# [Task directions]
Pull every line from the records that has the word "post" in it.

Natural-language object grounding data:

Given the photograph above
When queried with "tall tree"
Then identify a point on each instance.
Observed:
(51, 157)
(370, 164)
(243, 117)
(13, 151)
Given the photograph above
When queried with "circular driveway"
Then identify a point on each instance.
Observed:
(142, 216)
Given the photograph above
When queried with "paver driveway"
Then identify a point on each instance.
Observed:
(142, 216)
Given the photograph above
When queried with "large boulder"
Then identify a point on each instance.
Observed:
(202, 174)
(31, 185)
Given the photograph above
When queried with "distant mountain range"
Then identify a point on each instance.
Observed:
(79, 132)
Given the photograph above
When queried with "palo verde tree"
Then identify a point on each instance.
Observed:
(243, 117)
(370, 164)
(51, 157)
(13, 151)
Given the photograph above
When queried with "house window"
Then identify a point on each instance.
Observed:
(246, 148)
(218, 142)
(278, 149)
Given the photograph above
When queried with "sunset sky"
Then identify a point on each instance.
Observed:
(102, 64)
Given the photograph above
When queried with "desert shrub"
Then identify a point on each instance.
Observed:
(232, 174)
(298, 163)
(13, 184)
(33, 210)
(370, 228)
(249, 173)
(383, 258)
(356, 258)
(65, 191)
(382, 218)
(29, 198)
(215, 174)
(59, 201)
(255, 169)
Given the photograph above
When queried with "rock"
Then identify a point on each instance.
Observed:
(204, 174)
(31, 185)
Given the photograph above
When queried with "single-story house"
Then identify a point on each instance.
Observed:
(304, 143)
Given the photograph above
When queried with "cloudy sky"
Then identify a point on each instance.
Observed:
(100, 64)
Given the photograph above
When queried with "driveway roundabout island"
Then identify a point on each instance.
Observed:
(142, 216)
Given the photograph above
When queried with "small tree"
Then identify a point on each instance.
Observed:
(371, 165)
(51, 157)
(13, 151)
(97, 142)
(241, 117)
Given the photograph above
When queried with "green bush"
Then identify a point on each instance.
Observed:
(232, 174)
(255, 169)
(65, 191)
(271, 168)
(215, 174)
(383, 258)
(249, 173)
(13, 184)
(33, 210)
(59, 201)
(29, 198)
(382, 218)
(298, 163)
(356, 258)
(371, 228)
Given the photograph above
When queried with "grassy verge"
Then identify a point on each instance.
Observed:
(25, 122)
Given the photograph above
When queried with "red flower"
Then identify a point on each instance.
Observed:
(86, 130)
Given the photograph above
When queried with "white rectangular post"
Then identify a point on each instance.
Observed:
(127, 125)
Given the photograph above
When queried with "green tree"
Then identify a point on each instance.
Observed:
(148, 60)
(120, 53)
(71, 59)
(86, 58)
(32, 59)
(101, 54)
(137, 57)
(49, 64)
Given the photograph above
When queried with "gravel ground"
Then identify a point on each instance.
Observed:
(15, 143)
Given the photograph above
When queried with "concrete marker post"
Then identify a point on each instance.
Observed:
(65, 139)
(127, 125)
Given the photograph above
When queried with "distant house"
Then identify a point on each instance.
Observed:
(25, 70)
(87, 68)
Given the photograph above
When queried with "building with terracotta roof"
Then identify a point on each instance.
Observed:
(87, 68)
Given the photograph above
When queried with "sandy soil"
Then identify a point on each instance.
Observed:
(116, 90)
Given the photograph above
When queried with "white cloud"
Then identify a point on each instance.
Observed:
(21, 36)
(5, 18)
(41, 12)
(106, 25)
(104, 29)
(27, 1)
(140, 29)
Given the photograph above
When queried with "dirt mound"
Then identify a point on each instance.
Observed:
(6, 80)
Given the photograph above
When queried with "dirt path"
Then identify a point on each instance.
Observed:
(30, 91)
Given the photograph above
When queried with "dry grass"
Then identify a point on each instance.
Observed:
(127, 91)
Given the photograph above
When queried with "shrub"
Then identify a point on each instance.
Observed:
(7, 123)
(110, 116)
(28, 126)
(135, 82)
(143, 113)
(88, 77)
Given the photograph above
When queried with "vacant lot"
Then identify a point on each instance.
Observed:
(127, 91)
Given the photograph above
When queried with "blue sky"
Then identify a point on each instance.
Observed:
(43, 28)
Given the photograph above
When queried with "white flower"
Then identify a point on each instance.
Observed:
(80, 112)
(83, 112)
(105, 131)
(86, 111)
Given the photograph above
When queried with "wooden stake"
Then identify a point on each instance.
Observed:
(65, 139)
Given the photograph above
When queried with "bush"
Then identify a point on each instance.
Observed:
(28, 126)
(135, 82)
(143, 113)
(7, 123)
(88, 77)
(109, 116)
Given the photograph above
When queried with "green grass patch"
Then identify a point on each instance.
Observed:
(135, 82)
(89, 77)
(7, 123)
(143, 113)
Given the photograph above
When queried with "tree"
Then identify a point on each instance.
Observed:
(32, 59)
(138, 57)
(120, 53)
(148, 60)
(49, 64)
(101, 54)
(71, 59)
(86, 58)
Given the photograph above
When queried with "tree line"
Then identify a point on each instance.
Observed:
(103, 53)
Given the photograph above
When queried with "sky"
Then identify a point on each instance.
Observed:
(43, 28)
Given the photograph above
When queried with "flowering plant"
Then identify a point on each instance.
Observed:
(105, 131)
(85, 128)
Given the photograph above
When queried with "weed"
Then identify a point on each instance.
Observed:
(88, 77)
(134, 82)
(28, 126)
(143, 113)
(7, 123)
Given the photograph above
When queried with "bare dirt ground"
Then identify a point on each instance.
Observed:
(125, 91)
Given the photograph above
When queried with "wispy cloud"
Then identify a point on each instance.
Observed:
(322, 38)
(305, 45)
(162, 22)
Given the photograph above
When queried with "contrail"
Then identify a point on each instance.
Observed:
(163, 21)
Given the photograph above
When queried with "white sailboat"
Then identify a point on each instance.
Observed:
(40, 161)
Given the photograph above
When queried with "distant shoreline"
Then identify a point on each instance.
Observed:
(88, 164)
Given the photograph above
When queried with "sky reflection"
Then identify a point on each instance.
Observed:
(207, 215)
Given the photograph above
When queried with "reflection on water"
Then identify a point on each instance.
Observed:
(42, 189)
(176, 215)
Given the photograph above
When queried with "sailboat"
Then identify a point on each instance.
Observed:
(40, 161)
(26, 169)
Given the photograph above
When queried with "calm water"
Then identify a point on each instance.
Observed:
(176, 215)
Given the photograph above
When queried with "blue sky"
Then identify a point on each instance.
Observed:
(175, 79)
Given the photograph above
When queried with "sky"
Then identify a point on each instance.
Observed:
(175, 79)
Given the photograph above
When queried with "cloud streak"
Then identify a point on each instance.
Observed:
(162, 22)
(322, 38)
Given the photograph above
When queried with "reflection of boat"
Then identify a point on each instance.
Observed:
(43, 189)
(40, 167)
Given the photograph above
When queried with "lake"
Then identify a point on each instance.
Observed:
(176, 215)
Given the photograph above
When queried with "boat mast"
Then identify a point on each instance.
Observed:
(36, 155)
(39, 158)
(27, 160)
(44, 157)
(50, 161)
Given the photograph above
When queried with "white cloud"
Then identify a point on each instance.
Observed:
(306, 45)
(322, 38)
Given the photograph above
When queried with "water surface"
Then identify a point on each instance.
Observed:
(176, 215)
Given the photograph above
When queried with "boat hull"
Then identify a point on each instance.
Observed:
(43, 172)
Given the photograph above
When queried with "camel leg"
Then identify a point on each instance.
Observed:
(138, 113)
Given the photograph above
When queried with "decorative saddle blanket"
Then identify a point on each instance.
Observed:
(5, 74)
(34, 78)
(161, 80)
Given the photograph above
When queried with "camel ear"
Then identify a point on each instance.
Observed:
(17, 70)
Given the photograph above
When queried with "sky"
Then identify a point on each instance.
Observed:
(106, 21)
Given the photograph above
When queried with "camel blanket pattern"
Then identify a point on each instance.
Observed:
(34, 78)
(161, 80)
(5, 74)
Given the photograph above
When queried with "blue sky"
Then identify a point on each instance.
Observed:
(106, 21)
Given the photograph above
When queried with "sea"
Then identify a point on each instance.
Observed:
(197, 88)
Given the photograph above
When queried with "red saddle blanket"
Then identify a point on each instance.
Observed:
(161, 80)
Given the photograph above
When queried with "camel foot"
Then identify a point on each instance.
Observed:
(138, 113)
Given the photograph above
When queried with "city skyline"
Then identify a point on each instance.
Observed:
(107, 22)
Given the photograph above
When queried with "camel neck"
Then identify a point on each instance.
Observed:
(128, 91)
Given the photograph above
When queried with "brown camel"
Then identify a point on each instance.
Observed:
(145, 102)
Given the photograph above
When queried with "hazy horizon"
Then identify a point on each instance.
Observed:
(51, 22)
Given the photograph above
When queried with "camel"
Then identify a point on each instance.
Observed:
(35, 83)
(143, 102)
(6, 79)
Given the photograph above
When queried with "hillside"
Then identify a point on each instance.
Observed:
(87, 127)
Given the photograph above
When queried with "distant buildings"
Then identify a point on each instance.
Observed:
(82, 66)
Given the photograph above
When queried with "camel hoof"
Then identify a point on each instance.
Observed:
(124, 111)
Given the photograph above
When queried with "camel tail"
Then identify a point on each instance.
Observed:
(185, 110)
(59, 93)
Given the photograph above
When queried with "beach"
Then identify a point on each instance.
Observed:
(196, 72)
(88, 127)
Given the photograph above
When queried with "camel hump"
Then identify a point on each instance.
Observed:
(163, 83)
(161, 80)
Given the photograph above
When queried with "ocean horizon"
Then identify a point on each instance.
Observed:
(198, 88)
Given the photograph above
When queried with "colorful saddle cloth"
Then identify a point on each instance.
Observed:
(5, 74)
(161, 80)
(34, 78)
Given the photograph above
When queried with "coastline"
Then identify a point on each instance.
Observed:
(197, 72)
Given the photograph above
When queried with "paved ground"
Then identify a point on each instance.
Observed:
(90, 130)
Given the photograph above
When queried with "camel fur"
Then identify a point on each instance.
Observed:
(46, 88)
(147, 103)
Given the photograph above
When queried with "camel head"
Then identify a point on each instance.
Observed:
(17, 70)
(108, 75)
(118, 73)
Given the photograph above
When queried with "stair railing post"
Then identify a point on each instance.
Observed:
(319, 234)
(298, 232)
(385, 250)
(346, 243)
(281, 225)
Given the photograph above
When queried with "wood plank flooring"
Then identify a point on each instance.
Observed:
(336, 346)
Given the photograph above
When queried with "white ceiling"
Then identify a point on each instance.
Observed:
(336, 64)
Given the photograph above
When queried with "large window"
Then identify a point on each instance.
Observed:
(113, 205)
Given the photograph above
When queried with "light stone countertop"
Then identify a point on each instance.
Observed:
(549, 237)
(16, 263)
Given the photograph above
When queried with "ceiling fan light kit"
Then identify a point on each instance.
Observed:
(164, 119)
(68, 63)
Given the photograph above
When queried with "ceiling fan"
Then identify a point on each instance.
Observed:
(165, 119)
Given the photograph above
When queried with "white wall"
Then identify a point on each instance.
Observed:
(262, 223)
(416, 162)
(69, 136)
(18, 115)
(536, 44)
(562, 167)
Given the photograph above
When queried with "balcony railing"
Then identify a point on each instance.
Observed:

# [Answer box]
When queried with "white rectangular post"
When queried with "concrete marker post"
When queried with "stair railing post"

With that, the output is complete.